■ **Exercise directions**
Edit the records below so that every "cabinet" becomes "cupboard", and leave all other text as it is.

### Supplied material ###

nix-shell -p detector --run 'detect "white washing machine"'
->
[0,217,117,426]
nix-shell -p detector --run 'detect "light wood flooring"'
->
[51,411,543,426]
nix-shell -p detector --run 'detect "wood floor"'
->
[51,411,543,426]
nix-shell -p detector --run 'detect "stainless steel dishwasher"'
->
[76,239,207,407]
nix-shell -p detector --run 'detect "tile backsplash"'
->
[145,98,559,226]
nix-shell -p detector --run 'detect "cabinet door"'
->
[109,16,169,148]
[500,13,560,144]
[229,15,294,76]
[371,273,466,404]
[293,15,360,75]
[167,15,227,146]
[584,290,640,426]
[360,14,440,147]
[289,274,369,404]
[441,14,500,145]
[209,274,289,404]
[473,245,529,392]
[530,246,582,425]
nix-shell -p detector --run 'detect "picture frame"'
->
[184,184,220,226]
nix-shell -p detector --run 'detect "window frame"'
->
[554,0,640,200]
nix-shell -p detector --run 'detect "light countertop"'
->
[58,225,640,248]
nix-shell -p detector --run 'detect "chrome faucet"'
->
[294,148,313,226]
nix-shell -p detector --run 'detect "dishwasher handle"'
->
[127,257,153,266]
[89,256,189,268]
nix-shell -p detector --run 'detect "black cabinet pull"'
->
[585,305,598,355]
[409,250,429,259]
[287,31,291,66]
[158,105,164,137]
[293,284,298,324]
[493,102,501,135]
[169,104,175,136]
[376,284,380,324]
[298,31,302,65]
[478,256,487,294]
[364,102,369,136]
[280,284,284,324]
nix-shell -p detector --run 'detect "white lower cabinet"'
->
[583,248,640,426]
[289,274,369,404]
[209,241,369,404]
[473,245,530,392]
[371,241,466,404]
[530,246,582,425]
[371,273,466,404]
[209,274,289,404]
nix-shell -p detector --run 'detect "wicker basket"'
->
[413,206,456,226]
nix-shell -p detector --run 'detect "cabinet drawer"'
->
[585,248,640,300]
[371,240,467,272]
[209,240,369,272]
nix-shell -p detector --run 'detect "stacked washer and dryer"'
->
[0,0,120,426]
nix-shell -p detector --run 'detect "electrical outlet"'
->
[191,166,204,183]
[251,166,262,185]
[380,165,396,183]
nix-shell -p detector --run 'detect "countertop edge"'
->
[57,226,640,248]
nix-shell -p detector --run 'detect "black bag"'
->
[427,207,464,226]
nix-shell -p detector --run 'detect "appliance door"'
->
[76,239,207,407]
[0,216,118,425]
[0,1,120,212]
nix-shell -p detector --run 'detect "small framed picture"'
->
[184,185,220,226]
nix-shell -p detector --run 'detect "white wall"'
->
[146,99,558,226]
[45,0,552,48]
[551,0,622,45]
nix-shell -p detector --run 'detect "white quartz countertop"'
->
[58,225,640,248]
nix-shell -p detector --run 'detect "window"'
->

###

■ **The reply**
nix-shell -p detector --run 'detect "white washing machine"'
->
[0,217,117,426]
nix-shell -p detector --run 'detect "light wood flooring"'
->
[51,411,543,426]
nix-shell -p detector --run 'detect "wood floor"'
->
[51,411,543,426]
nix-shell -p detector --run 'detect "stainless steel dishwasher"'
->
[76,239,207,407]
nix-shell -p detector --run 'detect "tile backsplash"'
->
[145,98,559,226]
nix-shell -p detector --run 'detect "cupboard door"'
->
[109,16,169,148]
[500,13,560,144]
[229,15,294,76]
[371,273,466,404]
[293,15,360,75]
[167,15,227,146]
[584,290,640,426]
[360,14,440,147]
[289,274,369,404]
[441,14,500,145]
[209,274,289,404]
[473,245,529,392]
[530,246,582,425]
nix-shell -p detector --run 'detect "picture frame"'
->
[184,184,220,226]
nix-shell -p detector --run 'detect "window frame"'
->
[554,0,640,200]
nix-shell -p detector --run 'detect "light countertop"'
->
[58,225,640,248]
nix-shell -p detector --run 'detect "chrome faucet"'
->
[294,148,313,226]
nix-shell -p detector --run 'detect "dishwasher handle"'
->
[127,257,153,266]
[89,256,189,268]
nix-shell -p detector --run 'detect "black cupboard pull"'
->
[585,305,598,355]
[409,250,429,259]
[287,31,291,66]
[158,105,164,137]
[293,284,298,324]
[493,102,501,135]
[169,104,175,136]
[376,284,380,324]
[298,31,302,65]
[478,256,487,294]
[364,102,369,136]
[280,284,284,324]
nix-shell -p detector --run 'detect "white lower cupboard"'
->
[583,248,640,426]
[289,274,369,404]
[209,241,369,404]
[473,245,530,392]
[371,241,466,404]
[530,246,582,425]
[371,273,466,404]
[209,274,289,404]
nix-shell -p detector --run 'detect "wicker basket"'
->
[413,206,456,226]
nix-shell -p detector --run 'detect "cupboard drawer"'
->
[585,248,640,300]
[371,240,467,272]
[209,240,369,272]
nix-shell -p detector --run 'detect "stacked washer and dryer"'
->
[0,0,120,426]
nix-shell -p detector --run 'detect "electrical outlet"'
->
[191,166,204,183]
[251,166,262,185]
[380,165,396,183]
nix-shell -p detector --run 'detect "countertop edge"'
->
[57,226,640,248]
nix-shell -p detector --run 'detect "black bag"'
->
[427,207,464,226]
nix-shell -p detector --run 'detect "appliance door"'
->
[76,239,207,407]
[0,216,118,425]
[0,1,120,212]
nix-shell -p detector --run 'detect "small framed picture"'
->
[184,185,220,226]
nix-shell -p detector --run 'detect "white wall"'
->
[146,99,558,226]
[45,0,552,48]
[551,0,622,45]
nix-shell -p detector --run 'detect "white quartz countertop"'
->
[58,225,640,248]
nix-shell -p detector --run 'detect "window"'
->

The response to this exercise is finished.